■ 原文段落:
◇ ◇ ◇ ◇ ◇

• Spark进阶之路-日志服务器的配置


                  Spark进阶之路-日志服务器的配置

                                        作者:尹正杰

    版权声明:原创作品,谢绝转载!否则将追究法律责任。

      如果你还在纠结如果配置Spark独立模式(Standalone)集群,可以参考我之前分享的笔记:https://www.cnblogs.com/yinzhengjie/p/9379045.html 。然而本篇博客的重点是如何配置日志服务器,并将日志落地在hdfs上。

    一.准备实验环境

    1>.集群管理脚本

    [yinzhengjie@s101 ~]$ more `which xcall.sh`
    #!/bin/bash
    #@author :yinzhengjie
    #blog:http://www.cnblogs.com/yinzhengjie
    #EMAIL:y1053419035@qq.com
    
    
    #判断用户是否传参
    if [ $# -lt 1 ];then
        echo "请输入参数"
        exit
    fi
    
    #获取用户输入的命令
    cmd=$@
    
    for (( i=101;i<=105;i++ ))
    do
        #使终端变绿色 
        tput setaf 2
        echo ============= s$i $cmd ============
        #使终端变回原来的颜色,即白灰色
        tput setaf 7
        #远程执行命令
        ssh s$i $cmd
        #判断命令是否执行成功
        if [ $? == 0 ];then
            echo "命令执行成功"

◇ ◇ ◇ ◇ ◇

■ 所给材料:
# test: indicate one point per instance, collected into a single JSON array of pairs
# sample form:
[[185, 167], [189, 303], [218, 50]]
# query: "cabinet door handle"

◇ ◇ ◇ ◇ ◇

■ 练习题目:
根据这篇关于Spark日志服务器配置的原文回答：
1. 原文说本篇博客的重点是什么？日志落地在哪里？
2. 脚本的for循环中，变量i从几取到几？
3. 用户没有传参时，脚本会输出什么？

■ 答案如下:
1. 重点是配置日志服务器，日志落地在hdfs上。
2. 从101取到105。
3. 输出"请输入参数"，然后退出。